Copy every line below in full. Leave the points that come before each "Target:" line unchanged, and multiply each x and y coordinate in the points after each "Target:" line by 2.4, rounding to the nearest whole number with halves going up.
---------- SUPPLIED INFORMATION
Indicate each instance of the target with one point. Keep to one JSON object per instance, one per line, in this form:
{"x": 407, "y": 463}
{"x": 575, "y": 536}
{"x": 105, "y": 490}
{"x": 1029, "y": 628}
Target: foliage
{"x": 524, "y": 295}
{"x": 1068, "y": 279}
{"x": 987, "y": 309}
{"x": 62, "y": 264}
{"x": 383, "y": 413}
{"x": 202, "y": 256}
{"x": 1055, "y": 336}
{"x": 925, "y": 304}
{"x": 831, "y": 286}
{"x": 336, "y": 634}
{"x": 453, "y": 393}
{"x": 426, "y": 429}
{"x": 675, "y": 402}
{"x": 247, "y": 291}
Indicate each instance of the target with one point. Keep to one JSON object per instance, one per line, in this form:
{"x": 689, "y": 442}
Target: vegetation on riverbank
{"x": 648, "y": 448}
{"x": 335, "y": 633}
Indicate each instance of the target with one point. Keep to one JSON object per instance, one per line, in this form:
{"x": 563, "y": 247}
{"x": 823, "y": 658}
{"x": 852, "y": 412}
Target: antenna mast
--------------------
* _COMPLETED TASK_
Indicate each instance of the target with one point. Keep to one JSON object per instance, one per line, in this form:
{"x": 407, "y": 463}
{"x": 575, "y": 536}
{"x": 105, "y": 490}
{"x": 1029, "y": 628}
Target: foliage
{"x": 1258, "y": 708}
{"x": 2563, "y": 670}
{"x": 2369, "y": 742}
{"x": 149, "y": 634}
{"x": 919, "y": 991}
{"x": 485, "y": 614}
{"x": 2532, "y": 806}
{"x": 2220, "y": 730}
{"x": 1994, "y": 686}
{"x": 806, "y": 1522}
{"x": 1087, "y": 943}
{"x": 1022, "y": 1030}
{"x": 1620, "y": 965}
{"x": 593, "y": 698}
Indicate each instance of the target with one point. Keep to one JSON object per instance, one per line, in this form:
{"x": 689, "y": 442}
Target: vegetation on riverbank
{"x": 1555, "y": 1075}
{"x": 804, "y": 1519}
Indicate each instance of the target with one point. Keep to one JSON object per instance, one per line, in this form:
{"x": 563, "y": 247}
{"x": 823, "y": 658}
{"x": 852, "y": 412}
Target: antenna mast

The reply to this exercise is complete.